- Your goal
Please arrange the lines of the records below, from the line containing "Mark one point on every instance of the distant" through the end of the records, as a JSON list of strings with one string per line and blank lines left out.

(Recorded data)
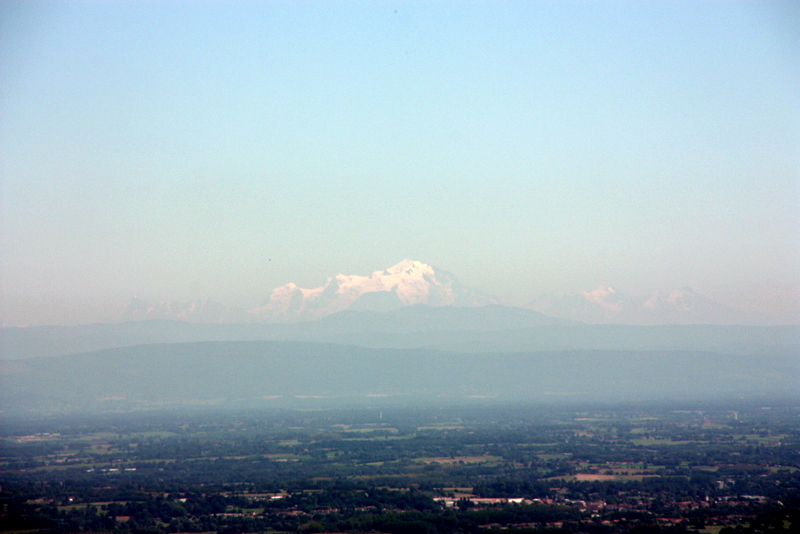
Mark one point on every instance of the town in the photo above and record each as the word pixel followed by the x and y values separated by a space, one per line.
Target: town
pixel 514 469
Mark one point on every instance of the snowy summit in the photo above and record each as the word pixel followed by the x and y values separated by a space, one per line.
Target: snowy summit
pixel 407 283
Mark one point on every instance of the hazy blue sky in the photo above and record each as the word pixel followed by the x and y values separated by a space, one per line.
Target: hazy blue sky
pixel 180 150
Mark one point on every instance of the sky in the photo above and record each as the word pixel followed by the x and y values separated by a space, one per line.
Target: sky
pixel 216 150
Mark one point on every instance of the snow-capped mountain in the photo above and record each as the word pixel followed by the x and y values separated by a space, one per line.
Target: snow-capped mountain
pixel 605 305
pixel 407 283
pixel 197 311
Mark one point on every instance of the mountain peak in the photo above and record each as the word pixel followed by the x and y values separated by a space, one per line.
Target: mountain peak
pixel 406 283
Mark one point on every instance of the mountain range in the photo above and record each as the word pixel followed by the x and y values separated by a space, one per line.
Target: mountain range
pixel 605 305
pixel 410 283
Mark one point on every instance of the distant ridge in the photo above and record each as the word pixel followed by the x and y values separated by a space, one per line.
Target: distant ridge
pixel 271 373
pixel 605 305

- Answer to this exercise
[
  "Mark one point on every instance of the distant ridge in the photo above and record each as the word pixel followed by the x and y values separated by a space, one per line.",
  "Target: distant ridge",
  "pixel 271 373",
  "pixel 605 305"
]